■ Extrait
▼

Insecticides : pourquoi l'État français a fait marche arrière sur la vente des produits aux particuliers ?

Officiellement interdits à la vente pour les particuliers depuis 2018, les insecticides et les biocides les plus toxiques trônent pourtant toujours sur les étales des jardineries et autres supermarchés. Alors pourquoi l'État français laisse-t-il faire ?

La vente, l’usage et la détention des insecticides devraient être interdits pour les jardiniers amateurs depuis 2018.
La vente, l’usage et la détention des insecticides devraient être interdits pour les jardiniers amateurs depuis 2018.

Depuis 2018, les particuliers ne peuvent plus acheter, utiliser et stocker de pesticides pour jardiner et désherber. En théorie. Car d'après une enquête menée par Reporterre, les autorités auraient discrètement abandonnée la mesure au profit de rayons de jardineries, supermarchés et magasins de bricolage qui continuent de proposer ces produits parfois dangereux pour la santé et les écosystèmes.

Des produits toxiques en libre-service

Parmi les insecticides et biocides encore disponibles, se trouvent des produits contre les petits rongeurs, les guêpes, les mouches, les fourmis, les moustiques, etc. Selon l'enquête, « une large part de ces produits, trop risqués pour la santé ou pour l’environnement, ne devrait plus être en accès libre. »

▲

■ Entrées de données
▼

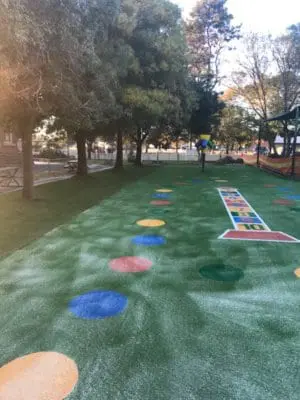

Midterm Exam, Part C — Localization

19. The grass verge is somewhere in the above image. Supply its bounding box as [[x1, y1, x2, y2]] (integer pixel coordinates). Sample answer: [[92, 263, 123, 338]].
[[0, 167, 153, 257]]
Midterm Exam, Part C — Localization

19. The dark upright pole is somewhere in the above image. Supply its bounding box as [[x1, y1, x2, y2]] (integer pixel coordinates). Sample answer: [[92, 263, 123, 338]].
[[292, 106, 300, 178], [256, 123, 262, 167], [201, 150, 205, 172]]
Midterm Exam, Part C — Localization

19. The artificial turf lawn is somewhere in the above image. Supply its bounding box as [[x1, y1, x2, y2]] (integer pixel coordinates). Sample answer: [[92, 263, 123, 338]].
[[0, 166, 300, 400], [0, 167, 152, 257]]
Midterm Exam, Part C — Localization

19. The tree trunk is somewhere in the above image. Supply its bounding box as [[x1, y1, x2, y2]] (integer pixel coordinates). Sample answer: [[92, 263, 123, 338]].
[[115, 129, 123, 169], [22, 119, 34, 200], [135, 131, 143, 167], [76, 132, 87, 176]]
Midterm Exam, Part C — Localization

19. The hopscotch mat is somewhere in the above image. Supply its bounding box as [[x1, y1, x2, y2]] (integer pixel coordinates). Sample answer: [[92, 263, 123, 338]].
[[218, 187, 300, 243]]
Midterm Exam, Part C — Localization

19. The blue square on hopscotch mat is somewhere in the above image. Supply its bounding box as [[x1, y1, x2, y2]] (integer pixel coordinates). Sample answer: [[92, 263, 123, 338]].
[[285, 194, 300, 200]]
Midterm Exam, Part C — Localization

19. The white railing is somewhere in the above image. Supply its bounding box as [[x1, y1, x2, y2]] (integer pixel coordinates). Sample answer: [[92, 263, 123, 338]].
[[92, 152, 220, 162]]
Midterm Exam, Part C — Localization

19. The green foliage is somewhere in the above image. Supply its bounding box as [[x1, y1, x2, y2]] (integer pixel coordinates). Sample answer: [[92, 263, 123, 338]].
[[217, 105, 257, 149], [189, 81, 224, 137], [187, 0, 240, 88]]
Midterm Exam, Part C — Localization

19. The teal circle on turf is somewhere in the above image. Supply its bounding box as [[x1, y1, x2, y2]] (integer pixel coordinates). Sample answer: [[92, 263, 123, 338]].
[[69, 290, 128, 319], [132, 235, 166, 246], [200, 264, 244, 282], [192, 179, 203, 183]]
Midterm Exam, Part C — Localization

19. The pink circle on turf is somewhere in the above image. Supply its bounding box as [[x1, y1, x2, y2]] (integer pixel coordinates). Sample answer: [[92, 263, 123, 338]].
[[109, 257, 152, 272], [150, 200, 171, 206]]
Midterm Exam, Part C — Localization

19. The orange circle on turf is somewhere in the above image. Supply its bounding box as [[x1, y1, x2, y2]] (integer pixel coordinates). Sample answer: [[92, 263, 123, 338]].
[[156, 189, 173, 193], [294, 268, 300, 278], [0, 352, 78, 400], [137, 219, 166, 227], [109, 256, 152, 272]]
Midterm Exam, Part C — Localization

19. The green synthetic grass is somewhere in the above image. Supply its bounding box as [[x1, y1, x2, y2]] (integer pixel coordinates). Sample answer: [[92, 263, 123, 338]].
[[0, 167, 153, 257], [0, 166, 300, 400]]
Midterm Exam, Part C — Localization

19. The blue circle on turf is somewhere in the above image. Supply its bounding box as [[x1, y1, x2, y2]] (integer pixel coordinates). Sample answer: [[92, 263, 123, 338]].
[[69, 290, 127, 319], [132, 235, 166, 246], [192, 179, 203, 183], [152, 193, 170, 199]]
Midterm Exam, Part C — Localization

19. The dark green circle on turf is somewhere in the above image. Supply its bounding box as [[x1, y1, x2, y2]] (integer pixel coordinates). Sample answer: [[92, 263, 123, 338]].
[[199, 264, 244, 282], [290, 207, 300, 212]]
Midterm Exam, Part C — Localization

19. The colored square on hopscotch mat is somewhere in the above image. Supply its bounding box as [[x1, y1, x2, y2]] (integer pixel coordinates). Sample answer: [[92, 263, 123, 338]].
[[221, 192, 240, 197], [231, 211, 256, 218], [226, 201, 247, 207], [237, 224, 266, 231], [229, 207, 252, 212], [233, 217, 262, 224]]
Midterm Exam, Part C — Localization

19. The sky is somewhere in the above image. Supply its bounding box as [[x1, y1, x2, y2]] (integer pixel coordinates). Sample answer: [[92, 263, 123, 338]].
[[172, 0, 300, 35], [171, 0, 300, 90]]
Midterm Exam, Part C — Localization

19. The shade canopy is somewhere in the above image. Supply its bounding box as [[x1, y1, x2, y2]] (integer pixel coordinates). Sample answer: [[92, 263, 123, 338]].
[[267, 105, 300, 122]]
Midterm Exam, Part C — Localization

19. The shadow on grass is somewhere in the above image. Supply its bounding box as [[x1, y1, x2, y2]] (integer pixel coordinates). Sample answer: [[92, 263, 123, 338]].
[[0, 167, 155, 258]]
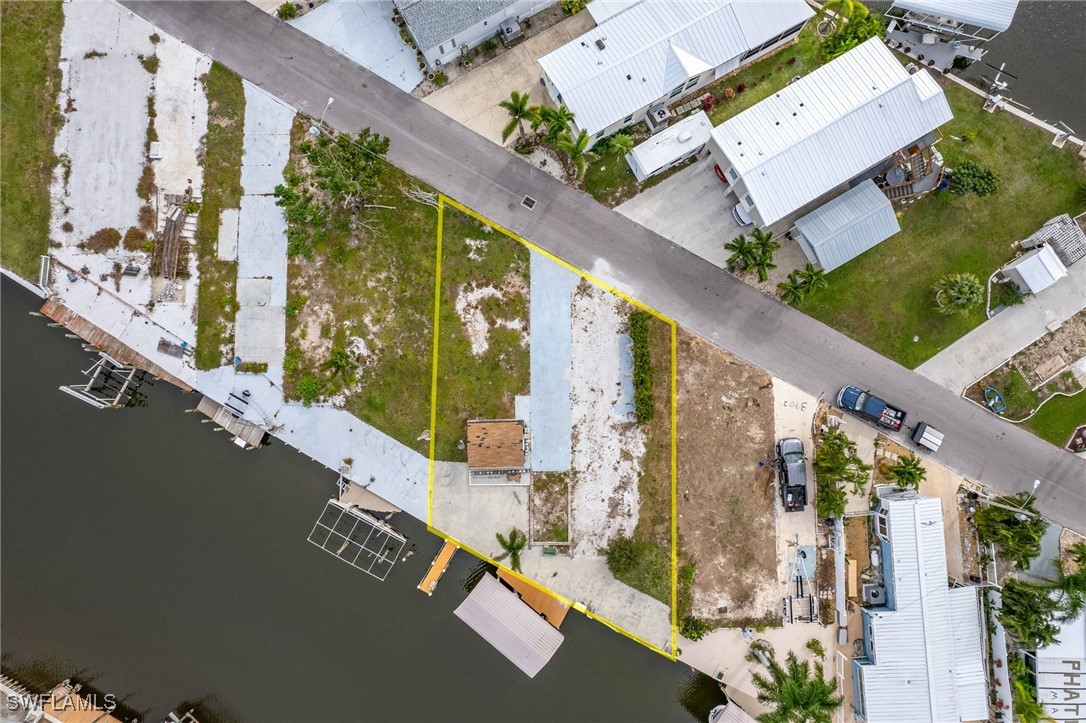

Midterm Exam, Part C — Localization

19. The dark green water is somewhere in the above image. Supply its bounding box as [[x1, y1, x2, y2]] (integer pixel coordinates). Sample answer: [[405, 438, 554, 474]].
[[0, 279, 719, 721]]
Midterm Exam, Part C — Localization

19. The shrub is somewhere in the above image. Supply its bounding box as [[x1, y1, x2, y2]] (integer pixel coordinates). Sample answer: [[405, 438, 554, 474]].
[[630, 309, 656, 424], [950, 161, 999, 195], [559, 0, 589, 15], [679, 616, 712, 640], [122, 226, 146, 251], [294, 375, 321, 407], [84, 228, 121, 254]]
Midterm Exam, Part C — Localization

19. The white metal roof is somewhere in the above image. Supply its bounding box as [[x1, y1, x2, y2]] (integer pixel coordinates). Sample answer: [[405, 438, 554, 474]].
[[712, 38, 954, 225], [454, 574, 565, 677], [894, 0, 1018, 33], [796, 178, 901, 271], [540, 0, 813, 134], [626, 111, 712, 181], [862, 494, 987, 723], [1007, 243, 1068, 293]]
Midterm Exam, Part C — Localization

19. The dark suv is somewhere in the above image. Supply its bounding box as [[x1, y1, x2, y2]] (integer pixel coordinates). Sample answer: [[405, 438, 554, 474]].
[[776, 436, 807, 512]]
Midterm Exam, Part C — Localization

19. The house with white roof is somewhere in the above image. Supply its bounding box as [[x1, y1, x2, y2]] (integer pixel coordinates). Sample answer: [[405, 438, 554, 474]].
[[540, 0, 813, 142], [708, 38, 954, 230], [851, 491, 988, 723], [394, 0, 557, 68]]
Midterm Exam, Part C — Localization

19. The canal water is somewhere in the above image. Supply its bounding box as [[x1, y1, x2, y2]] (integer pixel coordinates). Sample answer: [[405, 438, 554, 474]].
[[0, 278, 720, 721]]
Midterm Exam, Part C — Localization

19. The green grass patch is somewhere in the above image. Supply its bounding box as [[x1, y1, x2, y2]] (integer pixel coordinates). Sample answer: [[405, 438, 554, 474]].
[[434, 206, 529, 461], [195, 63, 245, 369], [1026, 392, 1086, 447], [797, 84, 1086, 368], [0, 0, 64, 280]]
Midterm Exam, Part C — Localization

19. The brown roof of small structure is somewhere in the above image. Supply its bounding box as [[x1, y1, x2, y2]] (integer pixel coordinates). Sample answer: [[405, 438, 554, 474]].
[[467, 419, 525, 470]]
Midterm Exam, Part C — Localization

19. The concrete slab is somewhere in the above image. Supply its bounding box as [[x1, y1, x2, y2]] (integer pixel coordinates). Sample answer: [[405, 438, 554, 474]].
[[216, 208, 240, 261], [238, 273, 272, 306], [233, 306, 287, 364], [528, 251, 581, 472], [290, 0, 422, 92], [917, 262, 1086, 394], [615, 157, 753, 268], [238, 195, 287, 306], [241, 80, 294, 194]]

▲

■ Tâches à réaliser
1 – D'après l'extrait sur les insecticides, quel média a mené l'enquête mentionnée ?
2 – Rédigez la suite de l'extrait sur les insecticides en partant de sa dernière phrase.
Les entrées forment un ensemble indépendant de l'extrait sur les insecticides.

■ Réponses attendues
1 – Reporterre.

2 –
Le problème lié à cette loi votée en 2018 ? Depuis sept ans, les différents gouvernements n'ont jamais pris l'arrêt qui définit la liste exacte des produits concernés, rendant la mesure inutile. Elle aurait même été abandonnée, et ce dans des « conditions pour le moins opaques », au risque de laisser les Français faire un « usage inconsidéré » de nombre de produits, en étant « trop peu informés sur leur toxicité », selon les experts.

Les intentions gouvernementales sont pourtant louables au départ : « protéger efficacement nos citoyens et en particulier les populations sensibles. » Un amendement à la loi Egalim (Équilibre des relations commerciales dans le secteur agricole et alimentaire) est adopté en 2018 pour mieux encadrer les produits destinés à combattre les organismes jugés nuisibles.

Alors pourquoi un tel recul ? Le gouvernement demande à l'Anses de déterminer quels produits devraient être enlevés des rayons. En 2022, après avoir passé en revue les principales substances actives, l’agence se prononce pour une interdiction très large, notamment l’essentiel des rodonticides et des insecticides.

Après cet avis, rien n'est mis en place. Les autorités ont renoncé à appliquer l’interdiction de vente en libre-service. Contacté par Reporterre, le ministère de la Transition écologique dévoile avoir mené une concertation avec fabricants et distributeurs : « Cette concertation a mis en évidence des obstacles, notamment quant aux dispositions pratiques de mise en œuvre, qui n’ont pu être levés. »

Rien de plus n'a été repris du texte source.